Retype every item below verbatim, keeping them in their original order.

▶ _Dataset records_:
——————————
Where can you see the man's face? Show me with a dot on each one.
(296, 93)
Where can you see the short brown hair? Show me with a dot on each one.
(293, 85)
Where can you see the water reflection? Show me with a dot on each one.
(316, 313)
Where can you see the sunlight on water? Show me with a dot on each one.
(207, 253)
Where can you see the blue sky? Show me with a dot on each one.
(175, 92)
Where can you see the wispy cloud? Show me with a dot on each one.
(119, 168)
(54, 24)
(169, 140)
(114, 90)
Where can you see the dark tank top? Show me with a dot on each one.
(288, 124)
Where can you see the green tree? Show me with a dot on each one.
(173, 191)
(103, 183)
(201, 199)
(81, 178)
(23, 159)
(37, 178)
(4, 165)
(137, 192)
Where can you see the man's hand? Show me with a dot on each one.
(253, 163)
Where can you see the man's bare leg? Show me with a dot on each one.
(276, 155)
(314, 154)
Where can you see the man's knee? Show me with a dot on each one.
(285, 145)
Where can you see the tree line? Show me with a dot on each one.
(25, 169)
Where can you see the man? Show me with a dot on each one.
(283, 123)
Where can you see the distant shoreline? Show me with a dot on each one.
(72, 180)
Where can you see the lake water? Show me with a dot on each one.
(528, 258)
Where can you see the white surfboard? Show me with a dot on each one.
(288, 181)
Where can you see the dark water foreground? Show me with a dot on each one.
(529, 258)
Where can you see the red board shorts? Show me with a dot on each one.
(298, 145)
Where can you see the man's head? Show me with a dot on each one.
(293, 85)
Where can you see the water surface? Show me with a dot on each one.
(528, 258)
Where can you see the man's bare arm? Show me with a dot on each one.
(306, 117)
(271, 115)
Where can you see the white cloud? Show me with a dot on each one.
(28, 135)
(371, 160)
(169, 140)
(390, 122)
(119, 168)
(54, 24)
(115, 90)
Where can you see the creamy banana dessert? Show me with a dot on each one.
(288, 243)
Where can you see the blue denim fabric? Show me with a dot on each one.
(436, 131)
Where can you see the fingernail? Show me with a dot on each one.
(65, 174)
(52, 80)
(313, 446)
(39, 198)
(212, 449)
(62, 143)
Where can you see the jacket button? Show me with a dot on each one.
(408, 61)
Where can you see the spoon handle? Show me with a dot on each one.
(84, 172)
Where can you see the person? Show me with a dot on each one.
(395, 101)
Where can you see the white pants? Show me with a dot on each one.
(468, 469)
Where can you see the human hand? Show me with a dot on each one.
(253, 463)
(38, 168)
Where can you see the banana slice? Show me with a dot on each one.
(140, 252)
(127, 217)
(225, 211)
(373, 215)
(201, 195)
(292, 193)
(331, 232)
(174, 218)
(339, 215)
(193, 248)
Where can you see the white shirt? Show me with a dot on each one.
——————————
▶ _Result for this exercise_:
Where can you see the man's face? Show me with a dot on each one.
(296, 93)
Where can you see the short brown hair? Show me with a dot on each one.
(293, 85)
Where can you see the water reflection? Show me with a dot on each one.
(316, 313)
Where can you see the sunlight on water? Show me with a dot on each one.
(207, 253)
Where can you see the blue sky? Show me with a dot on each one.
(175, 92)
Where can you see the wispy cloud? Show me with a dot on each one.
(119, 168)
(54, 24)
(169, 140)
(114, 90)
Where can you see the dark tank top? Show me with a dot on each one.
(288, 124)
Where can you see the green tree? Show me with a dot on each one.
(173, 191)
(103, 183)
(201, 199)
(81, 178)
(23, 159)
(37, 178)
(4, 165)
(137, 192)
Where can you see the man's hand? Show me with a dot on each one.
(253, 163)
Where can you see the man's bare leg? Show me with a dot on each one.
(276, 155)
(314, 154)
Where can you see the man's knee? Show me with a dot on each one.
(285, 145)
Where can you see the tree line? Show me with a dot on each one.
(25, 169)
Where can you see the man? Show me with a dot on each one.
(283, 123)
Where can you see the distant shoreline? Show me with a dot on each one.
(72, 180)
Where can you see the lake water? Show me with a dot on each one.
(528, 258)
Where can you see the white surfboard? Show me with a dot on each one.
(288, 181)
Where can you see the dark water foreground? Show me with a dot on each one.
(529, 258)
Where can you see the red board shorts? Show me with a dot on each one.
(298, 145)
Where can you see the man's head? Show me with a dot on each one.
(293, 85)
Where can you see the water surface? Show me with a dot on each one.
(528, 258)
Where can you see the man's bare arm? Show me with a dot on each one.
(306, 117)
(271, 115)
Where can you see the white cloud? Show me with a dot on each one.
(28, 135)
(371, 160)
(169, 140)
(390, 122)
(119, 168)
(54, 24)
(115, 90)
Where can you see the creamy banana dessert? Show me with a dot on each one.
(288, 243)
Where can you see the blue denim fabric? Show me with a dot on each one.
(436, 131)
Where can you see the fingernail? Show me with a dot on each one.
(65, 174)
(52, 80)
(313, 446)
(39, 198)
(212, 449)
(62, 143)
Where can you see the jacket button? Show me with a dot on each one.
(408, 61)
Where can you see the spoon handle? Show me with a dot on each one.
(84, 172)
Where can you see the person? Show me with a dot on each one.
(395, 101)
Where can you see the white pants? Show me with a dot on each one.
(468, 469)
Where can you see the human hand? Show me with a dot on each one.
(253, 463)
(38, 168)
Where can you see the banana slice? Show me with a dot on each one.
(140, 252)
(127, 217)
(225, 211)
(373, 215)
(201, 195)
(292, 193)
(331, 232)
(174, 218)
(339, 215)
(193, 248)
Where can you see the white shirt? Show me with a dot on each one.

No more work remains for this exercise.